> [PASSAGE GIVEN]:
>> start
We accordingly find no error in the bifurcated proceeding employed by the trial court in this case. A bifurcated trial is commonly used in eminent domain and inverse condemnation actions (Orpheum Bldg. Co. v. San Francisco Bay Area Rapid Transit Dist. (1978) 80 Cal.App.3d 863, 868, 146 Cal.Rptr. 5), where "all issues except the sole issue relating to compensation, are to be tried by the court, ..." (People v. Ricciardi (1943) 23 Cal.2d 390, 402, 144 P.2d 799; County of San Diego v. Miller (1980) 102 Cal.App.3d 424, 433, 162 Cal.Rptr. 480.) "The right to a jury trial in condemnation proceedings goes only to the amount of compensation." (People ex rel. Dept. of Water Resources v. Gianni (1972) 29 Cal.App.3d 151, 157, 105 Cal.Rptr. 248, emphasis added.)
>> end
(Records)
>> start
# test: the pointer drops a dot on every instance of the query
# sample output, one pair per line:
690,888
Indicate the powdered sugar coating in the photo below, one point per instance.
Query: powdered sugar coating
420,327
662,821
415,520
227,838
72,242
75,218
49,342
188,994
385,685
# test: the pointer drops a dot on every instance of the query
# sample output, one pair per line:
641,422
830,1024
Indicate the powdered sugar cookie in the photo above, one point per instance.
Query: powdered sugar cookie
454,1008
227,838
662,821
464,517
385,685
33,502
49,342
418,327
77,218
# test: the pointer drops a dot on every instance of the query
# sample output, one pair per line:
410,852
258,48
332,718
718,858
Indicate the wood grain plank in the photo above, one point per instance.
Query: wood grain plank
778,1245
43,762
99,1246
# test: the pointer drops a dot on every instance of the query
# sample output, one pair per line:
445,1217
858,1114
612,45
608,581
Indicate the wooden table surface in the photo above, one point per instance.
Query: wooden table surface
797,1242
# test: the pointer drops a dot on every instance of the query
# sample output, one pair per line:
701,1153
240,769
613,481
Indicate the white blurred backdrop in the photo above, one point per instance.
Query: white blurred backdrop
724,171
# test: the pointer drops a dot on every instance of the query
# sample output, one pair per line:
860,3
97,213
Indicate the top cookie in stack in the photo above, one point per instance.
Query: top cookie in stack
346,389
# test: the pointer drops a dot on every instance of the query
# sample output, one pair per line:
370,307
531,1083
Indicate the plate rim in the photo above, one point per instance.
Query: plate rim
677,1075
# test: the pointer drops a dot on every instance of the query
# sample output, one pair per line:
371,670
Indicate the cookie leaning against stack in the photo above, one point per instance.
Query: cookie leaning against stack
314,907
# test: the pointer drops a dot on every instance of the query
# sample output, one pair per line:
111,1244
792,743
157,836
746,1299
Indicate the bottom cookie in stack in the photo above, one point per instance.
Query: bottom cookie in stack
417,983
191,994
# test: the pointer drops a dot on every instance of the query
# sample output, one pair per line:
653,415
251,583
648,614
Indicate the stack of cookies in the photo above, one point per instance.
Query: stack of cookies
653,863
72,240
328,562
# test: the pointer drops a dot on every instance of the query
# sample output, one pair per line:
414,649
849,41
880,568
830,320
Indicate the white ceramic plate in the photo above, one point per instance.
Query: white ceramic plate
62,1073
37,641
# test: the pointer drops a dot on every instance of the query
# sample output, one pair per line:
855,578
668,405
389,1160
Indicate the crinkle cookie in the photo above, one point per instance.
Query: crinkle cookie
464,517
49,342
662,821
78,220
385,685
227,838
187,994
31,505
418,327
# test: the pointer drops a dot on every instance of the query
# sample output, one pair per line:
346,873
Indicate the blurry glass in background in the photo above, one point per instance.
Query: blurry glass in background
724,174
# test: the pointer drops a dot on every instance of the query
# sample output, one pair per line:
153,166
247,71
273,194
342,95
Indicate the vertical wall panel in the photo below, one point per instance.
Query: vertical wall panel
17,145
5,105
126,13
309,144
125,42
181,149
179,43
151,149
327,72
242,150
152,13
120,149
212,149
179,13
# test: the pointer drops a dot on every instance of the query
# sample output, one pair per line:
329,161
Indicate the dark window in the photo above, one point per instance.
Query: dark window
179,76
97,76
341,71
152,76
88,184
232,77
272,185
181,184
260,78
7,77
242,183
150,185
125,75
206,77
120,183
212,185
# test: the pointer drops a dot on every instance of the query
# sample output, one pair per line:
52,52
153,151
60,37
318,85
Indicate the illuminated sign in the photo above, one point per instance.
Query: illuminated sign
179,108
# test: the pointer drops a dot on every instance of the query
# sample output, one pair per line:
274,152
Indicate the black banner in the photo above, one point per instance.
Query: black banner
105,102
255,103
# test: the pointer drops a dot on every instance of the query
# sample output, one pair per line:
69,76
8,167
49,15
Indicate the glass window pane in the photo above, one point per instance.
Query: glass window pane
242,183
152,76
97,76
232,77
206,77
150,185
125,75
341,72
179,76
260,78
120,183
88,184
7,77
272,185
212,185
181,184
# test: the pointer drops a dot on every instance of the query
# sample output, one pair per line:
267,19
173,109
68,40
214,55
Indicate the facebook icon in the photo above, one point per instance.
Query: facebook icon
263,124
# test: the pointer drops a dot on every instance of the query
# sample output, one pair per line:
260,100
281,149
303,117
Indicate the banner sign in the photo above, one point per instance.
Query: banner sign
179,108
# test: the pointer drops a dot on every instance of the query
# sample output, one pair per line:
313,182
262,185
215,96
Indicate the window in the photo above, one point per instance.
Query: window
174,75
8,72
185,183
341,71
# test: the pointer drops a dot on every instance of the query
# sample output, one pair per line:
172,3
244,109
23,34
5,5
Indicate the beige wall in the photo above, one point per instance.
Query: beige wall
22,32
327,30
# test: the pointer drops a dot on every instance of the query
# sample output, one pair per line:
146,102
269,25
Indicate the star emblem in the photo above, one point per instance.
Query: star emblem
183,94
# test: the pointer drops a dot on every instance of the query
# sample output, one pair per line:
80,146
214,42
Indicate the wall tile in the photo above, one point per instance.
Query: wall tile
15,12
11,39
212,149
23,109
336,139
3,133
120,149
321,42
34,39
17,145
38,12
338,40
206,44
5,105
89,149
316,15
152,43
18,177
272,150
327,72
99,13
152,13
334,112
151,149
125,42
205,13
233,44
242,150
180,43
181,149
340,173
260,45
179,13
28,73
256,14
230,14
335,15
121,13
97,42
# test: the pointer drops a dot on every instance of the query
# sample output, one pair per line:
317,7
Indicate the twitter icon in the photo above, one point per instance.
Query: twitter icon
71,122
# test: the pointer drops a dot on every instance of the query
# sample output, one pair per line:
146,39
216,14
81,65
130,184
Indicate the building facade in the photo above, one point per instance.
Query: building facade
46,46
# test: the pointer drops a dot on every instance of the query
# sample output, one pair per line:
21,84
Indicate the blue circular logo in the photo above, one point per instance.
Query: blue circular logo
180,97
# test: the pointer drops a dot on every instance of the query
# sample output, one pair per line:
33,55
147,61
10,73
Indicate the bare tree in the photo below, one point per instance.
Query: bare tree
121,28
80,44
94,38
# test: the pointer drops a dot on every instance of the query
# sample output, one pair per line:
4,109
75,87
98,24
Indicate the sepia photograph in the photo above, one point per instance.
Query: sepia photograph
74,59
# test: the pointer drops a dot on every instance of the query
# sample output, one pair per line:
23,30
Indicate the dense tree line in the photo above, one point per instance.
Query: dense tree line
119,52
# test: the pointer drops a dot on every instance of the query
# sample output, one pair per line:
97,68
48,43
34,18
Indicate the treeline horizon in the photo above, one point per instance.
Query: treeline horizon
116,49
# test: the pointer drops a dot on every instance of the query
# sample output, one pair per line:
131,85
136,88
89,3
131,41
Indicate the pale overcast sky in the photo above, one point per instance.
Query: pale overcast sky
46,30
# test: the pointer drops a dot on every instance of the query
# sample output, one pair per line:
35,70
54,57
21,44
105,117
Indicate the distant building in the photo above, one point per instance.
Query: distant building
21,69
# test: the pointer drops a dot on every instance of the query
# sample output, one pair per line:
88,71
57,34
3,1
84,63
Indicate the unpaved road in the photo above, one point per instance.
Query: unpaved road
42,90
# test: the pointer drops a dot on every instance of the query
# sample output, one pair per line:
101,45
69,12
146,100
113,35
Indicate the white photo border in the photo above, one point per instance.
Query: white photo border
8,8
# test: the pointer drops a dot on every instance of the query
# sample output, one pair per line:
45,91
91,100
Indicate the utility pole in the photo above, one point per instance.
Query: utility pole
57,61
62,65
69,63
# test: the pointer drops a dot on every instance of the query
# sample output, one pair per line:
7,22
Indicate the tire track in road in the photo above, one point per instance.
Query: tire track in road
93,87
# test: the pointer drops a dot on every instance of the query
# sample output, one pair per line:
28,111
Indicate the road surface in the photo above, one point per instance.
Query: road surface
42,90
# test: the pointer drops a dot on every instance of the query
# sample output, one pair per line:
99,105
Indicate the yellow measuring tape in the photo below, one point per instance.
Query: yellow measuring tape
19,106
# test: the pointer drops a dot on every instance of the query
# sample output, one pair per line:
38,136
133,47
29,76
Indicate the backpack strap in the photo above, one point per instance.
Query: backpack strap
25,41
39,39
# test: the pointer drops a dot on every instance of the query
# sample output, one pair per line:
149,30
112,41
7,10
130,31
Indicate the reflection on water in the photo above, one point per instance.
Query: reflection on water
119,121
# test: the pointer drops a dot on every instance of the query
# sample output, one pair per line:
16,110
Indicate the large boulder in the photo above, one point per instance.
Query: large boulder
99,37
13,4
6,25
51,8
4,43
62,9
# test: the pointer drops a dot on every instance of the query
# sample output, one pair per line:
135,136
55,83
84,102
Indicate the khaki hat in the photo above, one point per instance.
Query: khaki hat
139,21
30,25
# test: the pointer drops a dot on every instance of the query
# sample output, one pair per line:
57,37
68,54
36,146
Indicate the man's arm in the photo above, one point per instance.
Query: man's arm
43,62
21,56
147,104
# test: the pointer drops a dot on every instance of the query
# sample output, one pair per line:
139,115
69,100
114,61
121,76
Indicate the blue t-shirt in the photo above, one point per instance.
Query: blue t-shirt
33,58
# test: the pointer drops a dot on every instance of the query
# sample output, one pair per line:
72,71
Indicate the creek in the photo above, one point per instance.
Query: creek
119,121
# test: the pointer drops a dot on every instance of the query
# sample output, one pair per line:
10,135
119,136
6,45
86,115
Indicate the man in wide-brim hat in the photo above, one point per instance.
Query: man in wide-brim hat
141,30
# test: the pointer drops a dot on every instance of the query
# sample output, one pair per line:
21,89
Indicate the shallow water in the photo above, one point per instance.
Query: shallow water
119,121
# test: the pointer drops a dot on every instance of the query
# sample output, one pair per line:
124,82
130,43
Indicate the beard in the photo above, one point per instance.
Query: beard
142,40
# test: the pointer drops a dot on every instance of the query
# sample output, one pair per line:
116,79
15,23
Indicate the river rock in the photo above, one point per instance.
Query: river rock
>> end
> [DIRECTIONS]:
Give the passage on bifurcated trials in condemnation actions again in full, word for word.

> [EXERCISE ANSWER]:
We accordingly find no error in the bifurcated proceeding employed by the trial court in this case. A bifurcated trial is commonly used in eminent domain and inverse condemnation actions (Orpheum Bldg. Co. v. San Francisco Bay Area Rapid Transit Dist. (1978) 80 Cal.App.3d 863, 868, 146 Cal.Rptr. 5), where "all issues except the sole issue relating to compensation, are to be tried by the court, ..." (People v. Ricciardi (1943) 23 Cal.2d 390, 402, 144 P.2d 799; County of San Diego v. Miller (1980) 102 Cal.App.3d 424, 433, 162 Cal.Rptr. 480.) "The right to a jury trial in condemnation proceedings goes only to the amount of compensation." (People ex rel. Dept. of Water Resources v. Gianni (1972) 29 Cal.App.3d 151, 157, 105 Cal.Rptr. 248, emphasis added.)